Give the records below as a two-column CSV with the header text,answer. Put one row per record, with the record's wording under text and its answer under answer, each in a single quoted field with line breaks turned into spaces.

────

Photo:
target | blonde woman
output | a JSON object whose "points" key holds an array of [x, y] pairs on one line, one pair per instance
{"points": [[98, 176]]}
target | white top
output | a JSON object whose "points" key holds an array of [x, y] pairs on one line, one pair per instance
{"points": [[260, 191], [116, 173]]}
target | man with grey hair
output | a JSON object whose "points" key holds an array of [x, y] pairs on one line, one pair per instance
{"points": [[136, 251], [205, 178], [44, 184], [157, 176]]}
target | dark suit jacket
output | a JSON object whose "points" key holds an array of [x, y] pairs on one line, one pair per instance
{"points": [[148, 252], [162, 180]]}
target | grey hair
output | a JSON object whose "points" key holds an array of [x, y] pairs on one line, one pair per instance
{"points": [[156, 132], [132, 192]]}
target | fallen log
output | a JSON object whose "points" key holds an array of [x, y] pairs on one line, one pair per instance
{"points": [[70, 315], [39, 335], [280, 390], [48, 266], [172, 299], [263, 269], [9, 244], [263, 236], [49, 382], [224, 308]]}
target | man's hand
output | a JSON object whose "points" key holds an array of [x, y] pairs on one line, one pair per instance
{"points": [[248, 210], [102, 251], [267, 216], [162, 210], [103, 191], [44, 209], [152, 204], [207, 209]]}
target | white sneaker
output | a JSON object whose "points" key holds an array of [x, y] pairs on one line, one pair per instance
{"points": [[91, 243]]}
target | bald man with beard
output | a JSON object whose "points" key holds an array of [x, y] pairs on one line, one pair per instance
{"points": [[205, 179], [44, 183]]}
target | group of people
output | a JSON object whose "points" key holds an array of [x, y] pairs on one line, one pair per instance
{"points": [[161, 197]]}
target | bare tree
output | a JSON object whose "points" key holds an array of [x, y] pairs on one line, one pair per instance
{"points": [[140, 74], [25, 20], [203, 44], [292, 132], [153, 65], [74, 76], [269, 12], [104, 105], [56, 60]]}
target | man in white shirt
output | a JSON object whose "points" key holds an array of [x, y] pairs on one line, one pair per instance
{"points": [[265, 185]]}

────

[Solution to this problem]:
text,answer
"Photo: target | blonde woman output | a JSON object whose ""points"" key holds an array of [x, y] pairs on one line, one pair per instance","{""points"": [[98, 176]]}"
"target | white top output | a JSON object whose ""points"" key holds an array of [x, y] pairs on one line, one pair per instance","{""points"": [[260, 191], [116, 173]]}"
"target | man with grey hair output | a JSON object whose ""points"" key holds an array of [x, y] pairs on one line, one pair per instance","{""points"": [[136, 251], [205, 178], [44, 184], [157, 176]]}"
"target | dark suit jacket output | a JSON object whose ""points"" key holds an array of [x, y] pairs on one line, one pair per instance","{""points"": [[148, 252], [162, 180]]}"
"target | grey hair output | a JSON object whose ""points"" key holds an array of [x, y] pairs on one line, one pair per instance","{""points"": [[156, 132], [132, 192]]}"
"target | fallen log output | a JSON object whose ""points"" key holds an array of [x, y] pairs on one line, one pair per instance","{""points"": [[70, 315], [39, 335], [280, 390], [48, 266], [172, 299], [263, 269], [9, 244], [263, 236], [49, 382], [224, 308]]}"
"target | man's hand output | a JSON object whose ""points"" key holds an array of [x, y] pairs on one line, one pair per instance","{""points"": [[248, 210], [102, 251], [267, 216], [162, 210], [103, 191], [44, 209], [152, 204], [207, 209]]}"
"target | white sneaker output | a JSON object whose ""points"" key holds an array of [x, y] pairs on one line, one pair per instance","{""points"": [[91, 243]]}"
"target | bald man with beard output | a JSON object whose ""points"" key holds an array of [x, y] pairs on one line, one pair per instance","{""points"": [[205, 179], [44, 183]]}"
"target | group of people output | a JSON object whose ""points"" key holds an array of [x, y] pairs on one line, one pair per instance","{""points"": [[161, 197]]}"
"target | bare tree output | a JSON object whose ""points"" key holds an array of [x, y] pairs on one line, one pair per instance","{""points"": [[140, 74], [25, 20], [203, 44], [292, 132], [153, 65], [74, 76], [269, 12], [104, 105], [56, 60]]}"
"target | man in white shirt output | a JSON object whose ""points"" key holds an array of [x, y] pairs on one line, one pair per instance","{""points"": [[265, 185]]}"